**Work to do**: Pull out the records starting at the line containing "Box each large" and ending with the line containing "302 219 333 233", and reproduce those lines verbatim.

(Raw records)

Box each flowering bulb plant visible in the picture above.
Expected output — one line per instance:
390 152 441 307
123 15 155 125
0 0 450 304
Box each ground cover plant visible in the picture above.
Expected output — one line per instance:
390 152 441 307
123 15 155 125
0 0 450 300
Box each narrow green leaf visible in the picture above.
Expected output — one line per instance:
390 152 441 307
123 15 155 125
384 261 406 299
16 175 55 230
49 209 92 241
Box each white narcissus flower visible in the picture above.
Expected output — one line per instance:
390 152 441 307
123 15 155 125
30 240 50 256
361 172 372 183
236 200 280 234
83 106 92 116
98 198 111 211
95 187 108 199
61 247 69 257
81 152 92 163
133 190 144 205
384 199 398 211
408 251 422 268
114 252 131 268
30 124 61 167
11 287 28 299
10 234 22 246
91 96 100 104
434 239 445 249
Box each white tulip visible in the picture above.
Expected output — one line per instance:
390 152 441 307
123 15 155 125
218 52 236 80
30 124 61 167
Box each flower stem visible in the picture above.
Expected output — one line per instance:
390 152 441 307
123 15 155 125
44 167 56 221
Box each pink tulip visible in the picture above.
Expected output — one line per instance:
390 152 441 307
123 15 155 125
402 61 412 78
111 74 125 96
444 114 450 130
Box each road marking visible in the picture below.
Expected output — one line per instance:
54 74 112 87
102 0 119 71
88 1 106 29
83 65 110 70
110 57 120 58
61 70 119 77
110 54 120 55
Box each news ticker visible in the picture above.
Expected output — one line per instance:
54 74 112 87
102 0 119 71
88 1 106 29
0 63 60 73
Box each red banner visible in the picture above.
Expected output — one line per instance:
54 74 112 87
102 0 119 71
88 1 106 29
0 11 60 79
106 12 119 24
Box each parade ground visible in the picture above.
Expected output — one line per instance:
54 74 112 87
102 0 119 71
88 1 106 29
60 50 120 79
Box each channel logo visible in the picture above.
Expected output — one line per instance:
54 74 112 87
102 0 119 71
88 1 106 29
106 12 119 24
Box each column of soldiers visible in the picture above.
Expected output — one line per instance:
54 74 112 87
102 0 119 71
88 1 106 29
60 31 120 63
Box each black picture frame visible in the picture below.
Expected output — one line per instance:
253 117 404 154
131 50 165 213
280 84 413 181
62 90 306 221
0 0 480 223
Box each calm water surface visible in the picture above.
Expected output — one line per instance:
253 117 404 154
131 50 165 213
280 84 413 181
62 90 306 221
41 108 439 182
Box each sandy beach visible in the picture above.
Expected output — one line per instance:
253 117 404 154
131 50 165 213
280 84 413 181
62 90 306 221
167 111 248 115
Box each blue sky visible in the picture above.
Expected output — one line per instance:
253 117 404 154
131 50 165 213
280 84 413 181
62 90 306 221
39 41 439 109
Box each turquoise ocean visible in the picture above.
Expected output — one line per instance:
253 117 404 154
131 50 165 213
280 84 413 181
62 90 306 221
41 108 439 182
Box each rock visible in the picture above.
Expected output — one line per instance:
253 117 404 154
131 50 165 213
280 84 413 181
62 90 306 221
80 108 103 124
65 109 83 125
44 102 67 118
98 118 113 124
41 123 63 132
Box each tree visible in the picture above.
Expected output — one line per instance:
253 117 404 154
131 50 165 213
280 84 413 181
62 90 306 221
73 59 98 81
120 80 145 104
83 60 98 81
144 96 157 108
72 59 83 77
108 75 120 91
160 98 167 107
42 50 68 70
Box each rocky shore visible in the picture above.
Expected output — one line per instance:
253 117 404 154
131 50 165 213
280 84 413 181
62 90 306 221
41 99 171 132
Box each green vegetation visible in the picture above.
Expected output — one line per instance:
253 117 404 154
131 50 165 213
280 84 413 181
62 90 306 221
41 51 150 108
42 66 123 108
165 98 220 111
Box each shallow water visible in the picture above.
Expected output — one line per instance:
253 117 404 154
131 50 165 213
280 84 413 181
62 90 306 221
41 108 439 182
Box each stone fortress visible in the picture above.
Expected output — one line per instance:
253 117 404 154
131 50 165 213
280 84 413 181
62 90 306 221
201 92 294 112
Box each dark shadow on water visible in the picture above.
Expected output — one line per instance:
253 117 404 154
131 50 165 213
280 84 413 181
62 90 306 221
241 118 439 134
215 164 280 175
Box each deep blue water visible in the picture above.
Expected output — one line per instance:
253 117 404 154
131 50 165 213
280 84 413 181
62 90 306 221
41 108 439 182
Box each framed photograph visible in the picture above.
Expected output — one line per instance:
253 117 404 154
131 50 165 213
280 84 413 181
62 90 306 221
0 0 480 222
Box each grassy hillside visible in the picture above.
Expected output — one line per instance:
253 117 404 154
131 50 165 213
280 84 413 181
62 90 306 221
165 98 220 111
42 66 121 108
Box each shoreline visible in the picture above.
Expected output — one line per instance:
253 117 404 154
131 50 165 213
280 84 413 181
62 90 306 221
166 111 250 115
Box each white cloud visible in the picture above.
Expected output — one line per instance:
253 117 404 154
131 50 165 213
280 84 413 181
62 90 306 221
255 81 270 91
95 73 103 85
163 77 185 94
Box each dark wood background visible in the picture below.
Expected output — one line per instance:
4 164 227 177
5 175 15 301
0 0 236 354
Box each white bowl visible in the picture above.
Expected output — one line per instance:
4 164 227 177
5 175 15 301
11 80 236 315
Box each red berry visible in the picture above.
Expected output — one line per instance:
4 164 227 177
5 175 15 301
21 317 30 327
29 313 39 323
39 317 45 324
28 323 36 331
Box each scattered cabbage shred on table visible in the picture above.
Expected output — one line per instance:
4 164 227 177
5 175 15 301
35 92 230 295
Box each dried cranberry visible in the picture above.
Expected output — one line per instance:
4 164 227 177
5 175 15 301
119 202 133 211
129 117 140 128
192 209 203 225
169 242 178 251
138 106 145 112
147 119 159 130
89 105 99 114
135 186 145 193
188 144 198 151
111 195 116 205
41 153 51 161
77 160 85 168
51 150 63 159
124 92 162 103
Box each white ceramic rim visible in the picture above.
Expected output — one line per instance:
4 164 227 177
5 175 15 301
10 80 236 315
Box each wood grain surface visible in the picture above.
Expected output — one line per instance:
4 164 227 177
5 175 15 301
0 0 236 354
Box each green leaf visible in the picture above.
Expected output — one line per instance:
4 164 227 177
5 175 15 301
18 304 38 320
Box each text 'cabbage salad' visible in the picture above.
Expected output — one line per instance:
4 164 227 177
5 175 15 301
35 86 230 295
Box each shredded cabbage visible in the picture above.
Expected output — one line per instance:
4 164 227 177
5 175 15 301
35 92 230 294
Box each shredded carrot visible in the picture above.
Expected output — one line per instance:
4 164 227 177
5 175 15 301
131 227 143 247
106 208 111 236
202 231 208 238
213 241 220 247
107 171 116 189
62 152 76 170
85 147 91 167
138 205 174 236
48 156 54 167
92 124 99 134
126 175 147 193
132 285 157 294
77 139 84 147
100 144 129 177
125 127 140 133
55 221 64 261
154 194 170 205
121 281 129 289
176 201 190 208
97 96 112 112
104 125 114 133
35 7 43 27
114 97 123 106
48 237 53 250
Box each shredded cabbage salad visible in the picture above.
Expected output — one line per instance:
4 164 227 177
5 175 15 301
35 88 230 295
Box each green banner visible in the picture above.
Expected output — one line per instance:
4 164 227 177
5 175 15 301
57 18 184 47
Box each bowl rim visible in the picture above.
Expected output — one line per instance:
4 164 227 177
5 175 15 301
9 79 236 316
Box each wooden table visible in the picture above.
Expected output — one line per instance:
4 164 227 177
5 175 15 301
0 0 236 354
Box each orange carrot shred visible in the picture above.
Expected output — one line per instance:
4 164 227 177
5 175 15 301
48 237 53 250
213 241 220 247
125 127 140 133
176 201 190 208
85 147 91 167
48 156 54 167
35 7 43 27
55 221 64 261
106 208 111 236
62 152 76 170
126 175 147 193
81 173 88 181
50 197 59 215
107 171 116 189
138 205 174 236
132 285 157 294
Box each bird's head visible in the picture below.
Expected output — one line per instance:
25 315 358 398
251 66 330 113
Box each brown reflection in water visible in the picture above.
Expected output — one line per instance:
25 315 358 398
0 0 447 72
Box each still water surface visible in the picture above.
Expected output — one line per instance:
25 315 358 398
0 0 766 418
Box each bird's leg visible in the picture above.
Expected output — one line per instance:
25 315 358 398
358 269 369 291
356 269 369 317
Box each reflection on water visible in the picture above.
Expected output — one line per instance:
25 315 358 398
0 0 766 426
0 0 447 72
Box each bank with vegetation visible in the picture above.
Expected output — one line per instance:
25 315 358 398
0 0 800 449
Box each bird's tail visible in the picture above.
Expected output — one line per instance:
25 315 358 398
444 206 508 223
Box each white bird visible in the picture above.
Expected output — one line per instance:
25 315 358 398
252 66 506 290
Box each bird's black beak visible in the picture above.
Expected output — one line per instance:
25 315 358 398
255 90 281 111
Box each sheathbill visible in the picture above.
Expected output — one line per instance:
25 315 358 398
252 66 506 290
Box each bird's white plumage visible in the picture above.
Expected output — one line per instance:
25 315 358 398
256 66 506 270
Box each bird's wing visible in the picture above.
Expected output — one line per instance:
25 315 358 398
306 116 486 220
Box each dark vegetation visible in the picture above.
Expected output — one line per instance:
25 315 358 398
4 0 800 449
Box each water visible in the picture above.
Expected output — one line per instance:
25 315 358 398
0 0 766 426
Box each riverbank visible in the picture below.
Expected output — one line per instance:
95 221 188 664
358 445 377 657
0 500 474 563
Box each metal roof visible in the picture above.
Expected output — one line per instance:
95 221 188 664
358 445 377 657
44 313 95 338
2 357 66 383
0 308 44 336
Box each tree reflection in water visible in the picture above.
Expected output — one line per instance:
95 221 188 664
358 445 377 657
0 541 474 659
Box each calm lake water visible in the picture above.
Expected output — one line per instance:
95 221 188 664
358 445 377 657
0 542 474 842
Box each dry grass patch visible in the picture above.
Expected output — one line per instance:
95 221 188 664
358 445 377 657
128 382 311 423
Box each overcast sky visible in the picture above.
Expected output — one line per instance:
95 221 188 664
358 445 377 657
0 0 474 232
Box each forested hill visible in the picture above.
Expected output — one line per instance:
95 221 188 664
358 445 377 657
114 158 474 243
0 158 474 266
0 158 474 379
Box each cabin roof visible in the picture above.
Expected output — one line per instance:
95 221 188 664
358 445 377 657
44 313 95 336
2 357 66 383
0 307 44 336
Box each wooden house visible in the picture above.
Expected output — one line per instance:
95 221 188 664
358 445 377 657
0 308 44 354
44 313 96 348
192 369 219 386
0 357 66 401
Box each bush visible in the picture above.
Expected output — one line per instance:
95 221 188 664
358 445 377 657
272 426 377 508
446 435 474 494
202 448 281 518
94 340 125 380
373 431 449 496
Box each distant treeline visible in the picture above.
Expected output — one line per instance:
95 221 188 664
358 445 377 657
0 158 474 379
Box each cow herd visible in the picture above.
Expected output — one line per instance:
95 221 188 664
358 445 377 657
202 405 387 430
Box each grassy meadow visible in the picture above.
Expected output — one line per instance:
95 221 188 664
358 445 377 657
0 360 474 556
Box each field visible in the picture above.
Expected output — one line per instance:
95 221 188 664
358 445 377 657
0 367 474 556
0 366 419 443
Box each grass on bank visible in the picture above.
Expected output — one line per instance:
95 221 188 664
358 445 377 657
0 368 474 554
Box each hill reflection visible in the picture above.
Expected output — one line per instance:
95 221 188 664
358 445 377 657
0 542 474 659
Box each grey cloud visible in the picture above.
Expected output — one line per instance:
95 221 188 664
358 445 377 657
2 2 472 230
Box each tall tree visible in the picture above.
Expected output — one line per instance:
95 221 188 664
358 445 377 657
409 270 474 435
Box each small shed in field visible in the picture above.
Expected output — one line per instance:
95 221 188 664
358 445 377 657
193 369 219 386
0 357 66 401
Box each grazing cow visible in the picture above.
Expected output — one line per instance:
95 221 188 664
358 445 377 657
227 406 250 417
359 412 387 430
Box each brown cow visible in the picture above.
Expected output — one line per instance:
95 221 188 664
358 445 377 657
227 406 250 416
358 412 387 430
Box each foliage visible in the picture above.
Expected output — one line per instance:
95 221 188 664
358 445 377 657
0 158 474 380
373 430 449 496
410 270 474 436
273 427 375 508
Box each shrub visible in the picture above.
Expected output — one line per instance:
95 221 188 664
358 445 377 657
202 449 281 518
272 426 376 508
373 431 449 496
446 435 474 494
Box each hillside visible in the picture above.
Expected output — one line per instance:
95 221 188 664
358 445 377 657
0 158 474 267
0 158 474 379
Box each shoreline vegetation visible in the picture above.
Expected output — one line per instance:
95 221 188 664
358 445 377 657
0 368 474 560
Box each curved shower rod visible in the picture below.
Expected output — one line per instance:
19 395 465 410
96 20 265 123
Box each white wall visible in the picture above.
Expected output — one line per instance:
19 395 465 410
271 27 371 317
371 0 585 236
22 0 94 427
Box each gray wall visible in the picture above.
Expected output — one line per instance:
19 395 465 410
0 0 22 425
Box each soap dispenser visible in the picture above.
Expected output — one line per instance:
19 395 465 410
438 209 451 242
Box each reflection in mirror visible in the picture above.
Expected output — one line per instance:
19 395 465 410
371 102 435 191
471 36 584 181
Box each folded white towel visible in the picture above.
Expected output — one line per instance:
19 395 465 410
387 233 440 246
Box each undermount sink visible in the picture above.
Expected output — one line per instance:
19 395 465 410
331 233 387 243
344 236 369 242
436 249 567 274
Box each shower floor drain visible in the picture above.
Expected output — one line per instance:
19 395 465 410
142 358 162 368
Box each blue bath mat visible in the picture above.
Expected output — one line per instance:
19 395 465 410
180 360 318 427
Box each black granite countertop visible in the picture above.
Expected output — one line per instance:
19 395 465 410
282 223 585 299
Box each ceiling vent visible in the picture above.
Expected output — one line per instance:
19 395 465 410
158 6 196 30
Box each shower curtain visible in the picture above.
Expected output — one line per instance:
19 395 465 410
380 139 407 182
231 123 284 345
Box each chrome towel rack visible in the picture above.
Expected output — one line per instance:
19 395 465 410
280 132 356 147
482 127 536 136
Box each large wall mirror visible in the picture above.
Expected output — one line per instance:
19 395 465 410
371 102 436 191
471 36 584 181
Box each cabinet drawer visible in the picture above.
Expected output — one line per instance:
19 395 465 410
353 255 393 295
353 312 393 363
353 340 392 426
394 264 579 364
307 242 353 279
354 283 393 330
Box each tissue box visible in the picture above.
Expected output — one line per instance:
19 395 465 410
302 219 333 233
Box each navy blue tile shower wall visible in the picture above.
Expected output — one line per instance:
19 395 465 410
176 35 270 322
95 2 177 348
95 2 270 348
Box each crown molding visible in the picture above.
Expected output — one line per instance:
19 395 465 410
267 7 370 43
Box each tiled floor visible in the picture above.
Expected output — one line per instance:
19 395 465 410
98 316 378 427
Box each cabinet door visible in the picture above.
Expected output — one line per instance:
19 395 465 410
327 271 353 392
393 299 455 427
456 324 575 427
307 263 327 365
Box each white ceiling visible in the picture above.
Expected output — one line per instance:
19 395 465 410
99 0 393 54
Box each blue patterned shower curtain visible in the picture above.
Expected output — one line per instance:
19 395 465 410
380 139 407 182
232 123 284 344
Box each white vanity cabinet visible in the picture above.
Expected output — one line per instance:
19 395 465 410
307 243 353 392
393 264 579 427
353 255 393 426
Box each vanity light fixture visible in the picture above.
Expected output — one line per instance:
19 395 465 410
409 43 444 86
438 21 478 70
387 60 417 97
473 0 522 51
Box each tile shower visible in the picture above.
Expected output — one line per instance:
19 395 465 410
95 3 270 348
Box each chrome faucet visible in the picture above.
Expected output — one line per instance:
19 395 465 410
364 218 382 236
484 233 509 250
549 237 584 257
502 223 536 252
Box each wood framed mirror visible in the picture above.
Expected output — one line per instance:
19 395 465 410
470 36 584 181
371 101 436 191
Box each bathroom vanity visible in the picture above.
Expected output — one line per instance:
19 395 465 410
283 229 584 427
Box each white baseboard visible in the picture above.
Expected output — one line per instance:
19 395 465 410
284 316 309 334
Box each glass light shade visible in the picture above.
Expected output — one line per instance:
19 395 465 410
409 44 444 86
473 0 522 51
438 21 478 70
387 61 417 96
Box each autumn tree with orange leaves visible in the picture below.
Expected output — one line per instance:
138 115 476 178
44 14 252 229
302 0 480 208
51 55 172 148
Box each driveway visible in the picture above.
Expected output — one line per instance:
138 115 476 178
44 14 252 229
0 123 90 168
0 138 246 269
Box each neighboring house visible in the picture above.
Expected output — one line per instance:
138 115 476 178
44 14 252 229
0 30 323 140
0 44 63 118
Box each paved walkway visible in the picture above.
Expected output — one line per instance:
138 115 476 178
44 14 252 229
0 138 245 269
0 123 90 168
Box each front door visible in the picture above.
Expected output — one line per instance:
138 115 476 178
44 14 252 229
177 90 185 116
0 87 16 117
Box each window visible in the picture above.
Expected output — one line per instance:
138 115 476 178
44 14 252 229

**Complete response**:
Box each large wall mirror visible in the picture above.
Expected output — one line per instance:
19 395 465 410
371 102 436 191
471 36 584 181
Box each cabinet drawer visible in the picture above.
Expected output — one line per instance:
19 395 465 410
353 255 393 295
353 312 393 363
353 340 392 426
394 264 579 364
307 242 353 279
354 283 393 330
Box each tissue box visible in the picture above.
Expected output — one line per instance:
19 395 465 410
302 219 333 233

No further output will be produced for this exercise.